◆ Record extracts:
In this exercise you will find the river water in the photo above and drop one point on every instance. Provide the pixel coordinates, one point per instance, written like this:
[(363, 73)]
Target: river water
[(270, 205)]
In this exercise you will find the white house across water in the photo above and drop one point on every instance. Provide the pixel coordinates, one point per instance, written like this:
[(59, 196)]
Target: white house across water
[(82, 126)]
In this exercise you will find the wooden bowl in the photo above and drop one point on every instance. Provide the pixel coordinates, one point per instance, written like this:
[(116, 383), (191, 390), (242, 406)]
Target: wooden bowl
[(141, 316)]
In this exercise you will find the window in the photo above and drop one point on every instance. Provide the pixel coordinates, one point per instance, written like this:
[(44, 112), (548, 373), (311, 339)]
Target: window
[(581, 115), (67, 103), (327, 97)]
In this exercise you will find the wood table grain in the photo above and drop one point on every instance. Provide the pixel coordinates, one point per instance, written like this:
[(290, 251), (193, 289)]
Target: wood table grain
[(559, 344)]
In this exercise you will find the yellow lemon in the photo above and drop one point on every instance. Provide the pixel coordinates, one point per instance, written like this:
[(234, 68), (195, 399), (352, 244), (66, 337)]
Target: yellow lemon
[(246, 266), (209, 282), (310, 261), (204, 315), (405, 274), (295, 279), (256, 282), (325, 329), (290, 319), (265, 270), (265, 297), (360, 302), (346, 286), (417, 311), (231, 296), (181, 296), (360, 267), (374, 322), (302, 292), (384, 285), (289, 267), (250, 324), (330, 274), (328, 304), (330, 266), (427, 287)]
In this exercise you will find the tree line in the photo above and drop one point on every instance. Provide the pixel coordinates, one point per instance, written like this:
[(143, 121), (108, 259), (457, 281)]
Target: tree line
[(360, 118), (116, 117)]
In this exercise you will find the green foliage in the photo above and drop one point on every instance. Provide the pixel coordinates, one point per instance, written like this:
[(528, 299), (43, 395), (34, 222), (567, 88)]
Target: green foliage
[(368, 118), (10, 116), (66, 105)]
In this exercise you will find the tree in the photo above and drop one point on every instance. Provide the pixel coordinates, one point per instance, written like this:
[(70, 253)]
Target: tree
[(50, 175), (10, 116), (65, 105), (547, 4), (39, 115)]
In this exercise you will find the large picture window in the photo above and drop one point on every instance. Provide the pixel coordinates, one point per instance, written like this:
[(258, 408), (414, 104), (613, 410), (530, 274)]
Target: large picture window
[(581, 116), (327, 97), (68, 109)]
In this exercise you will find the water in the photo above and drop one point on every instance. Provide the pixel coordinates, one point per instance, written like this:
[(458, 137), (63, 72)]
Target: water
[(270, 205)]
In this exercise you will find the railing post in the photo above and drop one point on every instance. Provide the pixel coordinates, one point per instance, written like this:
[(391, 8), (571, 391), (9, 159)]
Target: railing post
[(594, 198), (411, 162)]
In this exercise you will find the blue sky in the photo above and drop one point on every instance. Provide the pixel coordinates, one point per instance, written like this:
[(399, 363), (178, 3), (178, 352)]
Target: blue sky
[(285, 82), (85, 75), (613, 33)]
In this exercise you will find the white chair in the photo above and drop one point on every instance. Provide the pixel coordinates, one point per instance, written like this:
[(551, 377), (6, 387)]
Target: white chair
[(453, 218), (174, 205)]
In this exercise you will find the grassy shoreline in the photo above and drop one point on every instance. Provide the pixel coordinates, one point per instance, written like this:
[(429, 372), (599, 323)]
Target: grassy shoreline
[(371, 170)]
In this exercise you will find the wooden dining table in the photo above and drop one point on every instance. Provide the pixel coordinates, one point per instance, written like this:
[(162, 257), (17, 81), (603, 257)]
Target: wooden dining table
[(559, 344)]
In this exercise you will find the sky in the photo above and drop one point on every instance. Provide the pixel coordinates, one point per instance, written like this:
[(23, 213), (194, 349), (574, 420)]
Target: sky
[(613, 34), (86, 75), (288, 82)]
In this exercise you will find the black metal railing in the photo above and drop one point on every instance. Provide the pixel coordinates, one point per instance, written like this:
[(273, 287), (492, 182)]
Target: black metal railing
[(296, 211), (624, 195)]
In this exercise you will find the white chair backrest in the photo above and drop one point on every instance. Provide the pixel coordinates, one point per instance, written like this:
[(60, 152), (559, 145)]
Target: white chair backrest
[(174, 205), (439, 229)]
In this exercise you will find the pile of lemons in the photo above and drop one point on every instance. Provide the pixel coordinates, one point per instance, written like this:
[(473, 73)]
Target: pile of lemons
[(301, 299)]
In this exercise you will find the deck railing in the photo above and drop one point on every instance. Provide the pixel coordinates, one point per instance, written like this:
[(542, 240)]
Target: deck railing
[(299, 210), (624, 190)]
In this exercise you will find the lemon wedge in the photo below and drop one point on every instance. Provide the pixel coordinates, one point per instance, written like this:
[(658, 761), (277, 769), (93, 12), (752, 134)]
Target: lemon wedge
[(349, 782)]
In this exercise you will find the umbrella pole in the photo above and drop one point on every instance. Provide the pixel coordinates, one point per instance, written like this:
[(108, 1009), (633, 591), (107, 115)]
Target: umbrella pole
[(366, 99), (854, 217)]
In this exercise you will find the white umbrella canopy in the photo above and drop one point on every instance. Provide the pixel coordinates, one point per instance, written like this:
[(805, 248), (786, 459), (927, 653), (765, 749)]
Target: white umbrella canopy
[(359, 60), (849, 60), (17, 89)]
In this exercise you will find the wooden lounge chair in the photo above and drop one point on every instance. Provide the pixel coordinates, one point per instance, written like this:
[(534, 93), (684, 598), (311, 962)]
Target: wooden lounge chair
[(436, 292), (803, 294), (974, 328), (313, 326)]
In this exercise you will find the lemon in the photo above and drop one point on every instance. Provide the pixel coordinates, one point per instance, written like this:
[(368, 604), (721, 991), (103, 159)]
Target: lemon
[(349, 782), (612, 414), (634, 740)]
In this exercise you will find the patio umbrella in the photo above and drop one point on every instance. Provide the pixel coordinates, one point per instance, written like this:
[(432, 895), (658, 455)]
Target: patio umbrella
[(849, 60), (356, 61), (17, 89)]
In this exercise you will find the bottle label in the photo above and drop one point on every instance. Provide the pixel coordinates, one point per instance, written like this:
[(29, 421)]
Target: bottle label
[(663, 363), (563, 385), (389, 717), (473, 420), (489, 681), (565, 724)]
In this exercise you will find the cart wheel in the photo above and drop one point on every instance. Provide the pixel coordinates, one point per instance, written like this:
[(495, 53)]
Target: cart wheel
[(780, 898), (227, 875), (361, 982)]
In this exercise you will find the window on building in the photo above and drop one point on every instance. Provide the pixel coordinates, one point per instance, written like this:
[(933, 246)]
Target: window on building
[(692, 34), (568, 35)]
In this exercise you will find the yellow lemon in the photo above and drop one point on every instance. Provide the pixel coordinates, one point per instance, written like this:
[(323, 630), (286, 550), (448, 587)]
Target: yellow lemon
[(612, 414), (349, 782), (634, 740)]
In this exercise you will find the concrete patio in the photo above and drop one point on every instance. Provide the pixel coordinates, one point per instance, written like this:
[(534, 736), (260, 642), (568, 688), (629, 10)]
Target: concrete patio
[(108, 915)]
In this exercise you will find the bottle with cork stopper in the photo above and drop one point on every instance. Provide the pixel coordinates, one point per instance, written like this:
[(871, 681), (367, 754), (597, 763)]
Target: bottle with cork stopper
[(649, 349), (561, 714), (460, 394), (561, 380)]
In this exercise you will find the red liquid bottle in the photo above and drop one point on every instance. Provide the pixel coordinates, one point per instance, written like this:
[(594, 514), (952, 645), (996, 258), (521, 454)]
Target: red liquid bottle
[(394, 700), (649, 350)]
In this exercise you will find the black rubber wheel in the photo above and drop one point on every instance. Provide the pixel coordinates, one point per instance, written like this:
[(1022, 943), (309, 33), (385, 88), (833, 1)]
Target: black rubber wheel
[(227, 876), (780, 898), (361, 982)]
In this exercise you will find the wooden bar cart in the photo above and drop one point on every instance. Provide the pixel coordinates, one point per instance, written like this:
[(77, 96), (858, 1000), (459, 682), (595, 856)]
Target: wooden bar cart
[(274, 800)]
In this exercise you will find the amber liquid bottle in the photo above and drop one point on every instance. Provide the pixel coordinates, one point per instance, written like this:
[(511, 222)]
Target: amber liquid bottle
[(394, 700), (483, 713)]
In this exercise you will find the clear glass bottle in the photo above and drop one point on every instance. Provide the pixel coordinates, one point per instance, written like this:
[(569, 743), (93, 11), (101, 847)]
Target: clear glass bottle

◆ Instruction:
Can you turn everything in the rows above, from the line containing "In this exercise you will find the concrete" down to the line containing "[(108, 915)]", both included, into a JSON list of strings with one string per line and no blank lines?

◆ Solution to this problem:
[
  "In this exercise you will find the concrete patio in the photo above and drop one point on every instance. Provide the pixel coordinates, one point per instance, written like this:",
  "[(534, 736), (260, 642), (568, 688), (629, 10)]",
  "Target: concrete patio",
  "[(108, 915)]"
]